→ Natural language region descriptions
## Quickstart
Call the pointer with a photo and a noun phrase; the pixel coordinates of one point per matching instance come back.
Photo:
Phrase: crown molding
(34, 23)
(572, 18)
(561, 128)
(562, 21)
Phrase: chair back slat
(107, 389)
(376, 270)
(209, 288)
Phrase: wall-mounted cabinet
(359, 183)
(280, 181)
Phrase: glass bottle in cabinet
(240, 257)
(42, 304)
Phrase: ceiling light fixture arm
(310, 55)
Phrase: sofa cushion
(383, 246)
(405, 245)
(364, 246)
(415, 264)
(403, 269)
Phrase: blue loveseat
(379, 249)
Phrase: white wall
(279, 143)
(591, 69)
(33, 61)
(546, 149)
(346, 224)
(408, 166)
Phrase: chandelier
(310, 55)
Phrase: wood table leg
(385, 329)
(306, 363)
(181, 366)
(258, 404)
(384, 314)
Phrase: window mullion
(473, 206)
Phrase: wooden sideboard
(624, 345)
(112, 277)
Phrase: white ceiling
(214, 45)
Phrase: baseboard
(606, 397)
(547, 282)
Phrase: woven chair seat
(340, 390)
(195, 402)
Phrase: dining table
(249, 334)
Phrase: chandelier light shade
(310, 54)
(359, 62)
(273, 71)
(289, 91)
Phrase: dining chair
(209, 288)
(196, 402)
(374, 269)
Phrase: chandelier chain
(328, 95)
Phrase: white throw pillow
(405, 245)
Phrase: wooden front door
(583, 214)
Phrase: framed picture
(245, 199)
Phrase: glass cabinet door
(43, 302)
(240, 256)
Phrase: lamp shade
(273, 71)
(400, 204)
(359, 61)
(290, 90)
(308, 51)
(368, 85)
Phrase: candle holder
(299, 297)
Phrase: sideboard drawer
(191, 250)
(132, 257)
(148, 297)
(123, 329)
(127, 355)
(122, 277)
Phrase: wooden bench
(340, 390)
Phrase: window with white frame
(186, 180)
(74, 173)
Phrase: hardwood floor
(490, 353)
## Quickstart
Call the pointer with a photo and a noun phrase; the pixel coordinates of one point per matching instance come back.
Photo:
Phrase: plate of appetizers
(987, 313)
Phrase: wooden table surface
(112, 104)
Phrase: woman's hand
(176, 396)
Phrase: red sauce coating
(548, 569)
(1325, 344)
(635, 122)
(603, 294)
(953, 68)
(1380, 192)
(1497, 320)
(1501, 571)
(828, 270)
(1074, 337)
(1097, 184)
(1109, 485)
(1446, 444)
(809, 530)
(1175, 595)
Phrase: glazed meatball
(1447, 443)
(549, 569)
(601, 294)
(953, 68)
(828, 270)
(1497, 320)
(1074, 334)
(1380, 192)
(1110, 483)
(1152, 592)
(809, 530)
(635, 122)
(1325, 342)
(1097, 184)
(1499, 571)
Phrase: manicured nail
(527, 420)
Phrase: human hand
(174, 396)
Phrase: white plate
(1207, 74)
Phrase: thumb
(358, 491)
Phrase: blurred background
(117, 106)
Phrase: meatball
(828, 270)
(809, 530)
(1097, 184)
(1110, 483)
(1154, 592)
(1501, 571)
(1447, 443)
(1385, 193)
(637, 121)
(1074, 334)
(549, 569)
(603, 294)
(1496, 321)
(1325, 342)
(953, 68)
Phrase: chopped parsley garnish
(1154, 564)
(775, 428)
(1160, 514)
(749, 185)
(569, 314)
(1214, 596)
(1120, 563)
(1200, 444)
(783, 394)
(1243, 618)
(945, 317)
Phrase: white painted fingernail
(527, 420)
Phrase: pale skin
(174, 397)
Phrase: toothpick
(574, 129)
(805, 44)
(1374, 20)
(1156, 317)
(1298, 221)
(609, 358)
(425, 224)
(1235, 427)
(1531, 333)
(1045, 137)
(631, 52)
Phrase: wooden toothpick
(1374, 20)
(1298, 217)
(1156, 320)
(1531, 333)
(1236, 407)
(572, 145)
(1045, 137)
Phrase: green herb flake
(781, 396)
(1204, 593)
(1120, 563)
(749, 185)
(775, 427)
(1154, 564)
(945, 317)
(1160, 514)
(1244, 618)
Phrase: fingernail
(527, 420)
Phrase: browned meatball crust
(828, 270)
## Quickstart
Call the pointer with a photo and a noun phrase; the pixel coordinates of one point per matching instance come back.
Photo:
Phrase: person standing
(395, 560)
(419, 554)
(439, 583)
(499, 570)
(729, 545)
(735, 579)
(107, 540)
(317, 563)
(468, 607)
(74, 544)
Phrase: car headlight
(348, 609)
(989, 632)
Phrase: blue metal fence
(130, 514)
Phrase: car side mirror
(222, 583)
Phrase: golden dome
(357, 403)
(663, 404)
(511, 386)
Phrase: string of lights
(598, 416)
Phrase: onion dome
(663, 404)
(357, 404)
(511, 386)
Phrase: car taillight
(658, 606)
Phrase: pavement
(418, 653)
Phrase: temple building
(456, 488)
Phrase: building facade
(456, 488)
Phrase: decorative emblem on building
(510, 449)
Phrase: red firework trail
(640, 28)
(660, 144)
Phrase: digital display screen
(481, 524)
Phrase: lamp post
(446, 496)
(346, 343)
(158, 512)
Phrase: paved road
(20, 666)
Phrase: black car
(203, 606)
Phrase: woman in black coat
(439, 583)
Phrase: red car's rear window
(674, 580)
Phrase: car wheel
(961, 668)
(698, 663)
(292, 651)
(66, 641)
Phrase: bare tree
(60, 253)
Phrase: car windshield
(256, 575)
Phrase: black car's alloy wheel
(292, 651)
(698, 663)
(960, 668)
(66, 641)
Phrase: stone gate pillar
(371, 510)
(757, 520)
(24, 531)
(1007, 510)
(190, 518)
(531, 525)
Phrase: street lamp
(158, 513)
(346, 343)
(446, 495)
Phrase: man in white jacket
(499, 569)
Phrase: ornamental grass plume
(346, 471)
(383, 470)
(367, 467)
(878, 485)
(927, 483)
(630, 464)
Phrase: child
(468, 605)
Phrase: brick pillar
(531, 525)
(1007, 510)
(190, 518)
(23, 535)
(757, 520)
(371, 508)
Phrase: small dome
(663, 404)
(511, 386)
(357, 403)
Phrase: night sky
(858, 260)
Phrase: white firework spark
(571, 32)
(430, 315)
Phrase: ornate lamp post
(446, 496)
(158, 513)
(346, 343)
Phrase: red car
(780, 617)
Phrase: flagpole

→ TASK PROMPT
Repeat the line containing "Phrase: car windshield" and all subsequent lines through the final line of the data, exactly and with no others.

→ OUTPUT FOR THIS TASK
Phrase: car windshield
(256, 575)
Phrase: black car's alloy wheel
(292, 651)
(698, 663)
(960, 668)
(66, 641)
Phrase: stone gate pillar
(371, 510)
(757, 520)
(24, 531)
(1007, 510)
(190, 518)
(531, 525)
Phrase: street lamp
(158, 513)
(346, 343)
(446, 495)
Phrase: man in white jacket
(499, 569)
Phrase: ornamental grass plume
(346, 471)
(383, 470)
(367, 467)
(878, 485)
(927, 483)
(630, 464)
Phrase: child
(468, 605)
Phrase: brick pillar
(531, 525)
(1007, 510)
(190, 518)
(23, 535)
(757, 520)
(371, 508)
Phrase: small dome
(663, 404)
(511, 386)
(357, 403)
Phrase: night sky
(858, 260)
Phrase: white firework spark
(571, 32)
(430, 315)
Phrase: ornate lamp post
(446, 496)
(158, 513)
(346, 343)
Phrase: red car
(780, 617)
Phrase: flagpole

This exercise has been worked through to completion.